Actions to take:
1. Edit the page extract on walking through Prague from the words "8.  With the City" through the words "the Pre-Hussite Reformation.", replacing "stone giants" with "stone figures".
2. Write out as a numbered list, skipping blank lines, the part of the records that opens with their first line and closes with the line containing "176 149 L 204".

Page extract:
=-=-=
5.  Crossing Křižovnická and heading down Karlova, you’ll be forgiven for thinking this street has been spoiled by the congregation of souvenir shops and overpriced goulash restaurants. Closer inspection however, reveals vestiges of history, one of which lies at the address 188/4. This is the former home of Johannes Kepler, the German mathematician and astronomer. Kepler established the laws of planetary motion on this very site. As the street opens up into Liliova, you will come across the erstwhile apothecary U zlaté studně (At the Golden Well), which is ornamented with the faces of plague healers St Sebastian (left) and St Roch. If this catches your interest, consider visiting the plague memorial situated a little further to the south on the East Bank.

6.  Taking a left turn through the archway in the north wall of the square will find you in the grounds of the Clementinum, which currently forms the home of the Czech Republic’s National Library. Its name derives from the chapel of St Clement, which originally stood on the site. Since then, the area hosted a Dominican monastery, a Jesuit college, and later, an observatory. The Clementinum is mentioned in Jorge Luis Borges’ The Secret Miracle.

7. As you snake your way through the Clementinum’s grounds and pass through an exiting archway, you’ll arrive out onto Mariánské náměstí. Directly in front of you is Prague City Hall, home to the city’s mayor, and to your left, Prague City Library on top of which you can make out statues representing the various subjects of academia. A small oasis of calm between the Charles Bridge and the Old Town Square, there can be something eerie about Mariánské náměstí, especially at night. Perhaps it is has something to do with constant gentle trickle of water emanating from the statue of a girl in one corner of the Square. Alternatively, it could be the black, armoured figure stood to the left of the City Hall. It is that of the Iron Night –an accursed character who is said to come to life every 100 years and haunt the streets, seeking out virgins.

8.  With the City Hall still in front of you, bear right onto Husova, the most interesting sites of which is the Clam-Gallas Palace, built by the Italian architect Domenico Canevale. The weight of the entire palace appears to be borne by two stone giants, their carved muscles forever strained. During the 18th century, Clam-Gallas was the venue for many a lavish concert, two of the most remembered being those by Mozart and Beethoven. A little further up along the street on your left is the Church of St Giles, from outside which somebody will undoubtedly shove a flyer in your hand, promoting a classical concert.  One of the church’s notable preachers was Jan Milíč of Kroměříž, a leading advocate of the Pre-Hussite Reformation.
=-=-=
Spatial annotation records:
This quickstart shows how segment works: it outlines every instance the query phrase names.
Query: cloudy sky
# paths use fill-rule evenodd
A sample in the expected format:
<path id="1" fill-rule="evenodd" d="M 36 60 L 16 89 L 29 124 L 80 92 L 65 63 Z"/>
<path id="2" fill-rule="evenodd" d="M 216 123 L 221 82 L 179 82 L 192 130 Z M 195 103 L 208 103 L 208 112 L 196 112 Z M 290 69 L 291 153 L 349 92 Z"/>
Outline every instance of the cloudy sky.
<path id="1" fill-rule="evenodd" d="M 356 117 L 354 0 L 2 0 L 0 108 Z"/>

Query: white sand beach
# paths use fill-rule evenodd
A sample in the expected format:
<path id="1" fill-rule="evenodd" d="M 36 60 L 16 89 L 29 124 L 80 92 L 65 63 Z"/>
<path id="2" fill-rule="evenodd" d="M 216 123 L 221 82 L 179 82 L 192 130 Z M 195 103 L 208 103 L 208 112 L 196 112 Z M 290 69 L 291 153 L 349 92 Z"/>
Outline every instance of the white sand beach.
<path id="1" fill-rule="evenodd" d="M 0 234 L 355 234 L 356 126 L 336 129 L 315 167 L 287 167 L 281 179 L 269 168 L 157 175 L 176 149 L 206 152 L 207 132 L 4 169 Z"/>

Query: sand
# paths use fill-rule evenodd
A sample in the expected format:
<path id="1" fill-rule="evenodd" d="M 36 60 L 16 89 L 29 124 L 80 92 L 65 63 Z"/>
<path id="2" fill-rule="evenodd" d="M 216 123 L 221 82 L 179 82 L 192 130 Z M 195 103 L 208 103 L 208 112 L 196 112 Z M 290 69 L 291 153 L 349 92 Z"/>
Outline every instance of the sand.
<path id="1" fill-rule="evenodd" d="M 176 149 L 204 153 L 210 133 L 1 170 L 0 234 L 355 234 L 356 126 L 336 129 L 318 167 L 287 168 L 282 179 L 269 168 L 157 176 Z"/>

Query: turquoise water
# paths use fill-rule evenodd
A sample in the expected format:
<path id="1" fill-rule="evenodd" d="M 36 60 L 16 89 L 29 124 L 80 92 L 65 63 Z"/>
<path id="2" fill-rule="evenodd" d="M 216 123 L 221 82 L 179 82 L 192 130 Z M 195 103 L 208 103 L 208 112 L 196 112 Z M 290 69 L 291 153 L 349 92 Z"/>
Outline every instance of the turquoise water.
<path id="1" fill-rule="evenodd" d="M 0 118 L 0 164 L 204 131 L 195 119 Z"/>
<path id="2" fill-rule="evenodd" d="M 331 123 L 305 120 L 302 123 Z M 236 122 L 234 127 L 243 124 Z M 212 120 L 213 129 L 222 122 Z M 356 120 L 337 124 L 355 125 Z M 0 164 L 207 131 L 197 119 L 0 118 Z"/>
=-=-=
Solutions:
1.
8.  With the City Hall still in front of you, bear right onto Husova, the most interesting sites of which is the Clam-Gallas Palace, built by the Italian architect Domenico Canevale. The weight of the entire palace appears to be borne by two stone figures, their carved muscles forever strained. During the 18th century, Clam-Gallas was the venue for many a lavish concert, two of the most remembered being those by Mozart and Beethoven. A little further up along the street on your left is the Church of St Giles, from outside which somebody will undoubtedly shove a flyer in your hand, promoting a classical concert.  One of the church’s notable preachers was Jan Milíč of Kroměříž, a leading advocate of the Pre-Hussite Reformation.

2.
1. This quickstart shows how segment works: it outlines every instance the query phrase names.
2. Query: cloudy sky
3. # paths use fill-rule evenodd
4. A sample in the expected format:
5. <path id="1" fill-rule="evenodd" d="M 36 60 L 16 89 L 29 124 L 80 92 L 65 63 Z"/>
6. <path id="2" fill-rule="evenodd" d="M 216 123 L 221 82 L 179 82 L 192 130 Z M 195 103 L 208 103 L 208 112 L 196 112 Z M 290 69 L 291 153 L 349 92 Z"/>
7. Outline every instance of the cloudy sky.
8. <path id="1" fill-rule="evenodd" d="M 356 117 L 354 0 L 2 0 L 0 108 Z"/>
9. Query: white sand beach
10. # paths use fill-rule evenodd
11. A sample in the expected format:
12. <path id="1" fill-rule="evenodd" d="M 36 60 L 16 89 L 29 124 L 80 92 L 65 63 Z"/>
13. <path id="2" fill-rule="evenodd" d="M 216 123 L 221 82 L 179 82 L 192 130 Z M 195 103 L 208 103 L 208 112 L 196 112 Z M 290 69 L 291 153 L 349 92 Z"/>
14. Outline every instance of the white sand beach.
15. <path id="1" fill-rule="evenodd" d="M 0 234 L 355 234 L 356 126 L 336 129 L 315 167 L 287 167 L 281 179 L 269 168 L 157 175 L 176 149 L 206 152 L 207 132 L 4 169 Z"/>
16. Query: sand
17. # paths use fill-rule evenodd
18. A sample in the expected format:
19. <path id="1" fill-rule="evenodd" d="M 36 60 L 16 89 L 29 124 L 80 92 L 65 63 Z"/>
20. <path id="2" fill-rule="evenodd" d="M 216 123 L 221 82 L 179 82 L 192 130 Z M 195 103 L 208 103 L 208 112 L 196 112 Z M 290 69 L 291 153 L 349 92 Z"/>
21. Outline every instance of the sand.
22. <path id="1" fill-rule="evenodd" d="M 176 149 L 204 153 L 210 133 L 1 170 L 0 234 L 355 234 L 356 126 L 336 129 L 318 167 L 287 168 L 282 179 L 269 168 L 157 176 Z"/>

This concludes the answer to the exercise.